- **GOAL**:
Report every line in the records below that contains the string "cherry", copying each such line in full. Case counts.

☆ ☆ ☆

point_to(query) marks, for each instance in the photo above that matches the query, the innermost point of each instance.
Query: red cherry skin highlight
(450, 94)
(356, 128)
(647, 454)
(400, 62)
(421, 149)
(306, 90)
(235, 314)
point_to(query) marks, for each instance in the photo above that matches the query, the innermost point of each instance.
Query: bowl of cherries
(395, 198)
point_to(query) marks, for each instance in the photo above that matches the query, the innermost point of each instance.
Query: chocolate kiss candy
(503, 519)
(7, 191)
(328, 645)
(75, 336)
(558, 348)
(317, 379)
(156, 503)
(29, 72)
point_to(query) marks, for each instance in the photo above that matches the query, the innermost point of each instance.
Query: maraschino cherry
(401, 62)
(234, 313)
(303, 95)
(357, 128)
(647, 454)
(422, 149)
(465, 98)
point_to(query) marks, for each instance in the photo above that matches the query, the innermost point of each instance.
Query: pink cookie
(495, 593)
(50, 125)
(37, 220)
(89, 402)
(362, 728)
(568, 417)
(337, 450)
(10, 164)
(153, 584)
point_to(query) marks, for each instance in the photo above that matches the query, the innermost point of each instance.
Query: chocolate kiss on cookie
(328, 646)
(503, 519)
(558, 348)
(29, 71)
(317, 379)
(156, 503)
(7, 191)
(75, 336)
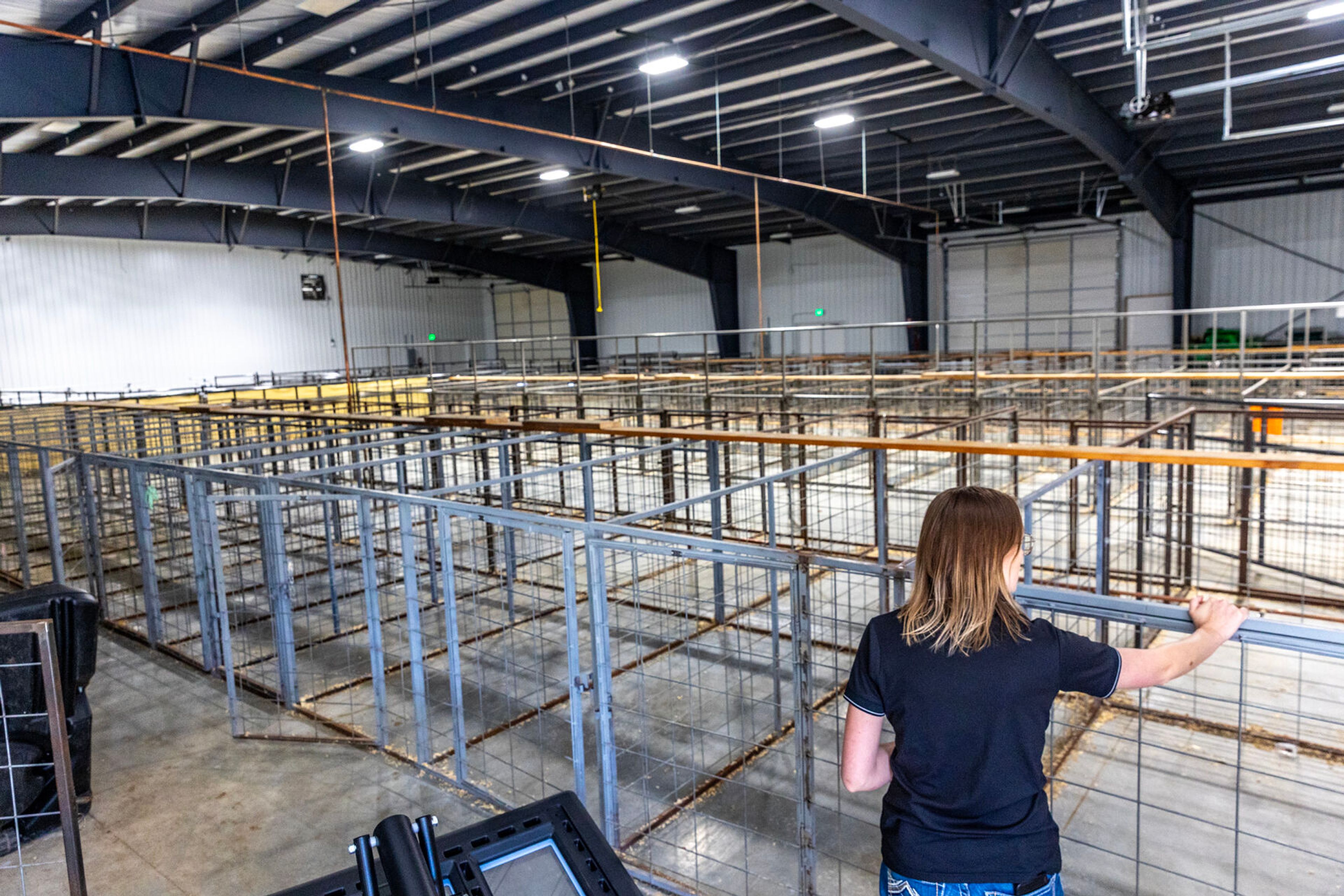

☆ ☆ ☆

- **SOLUTION FOR THIS PROBLEM**:
Query: red cherry skin highlight
Query: maraschino cherry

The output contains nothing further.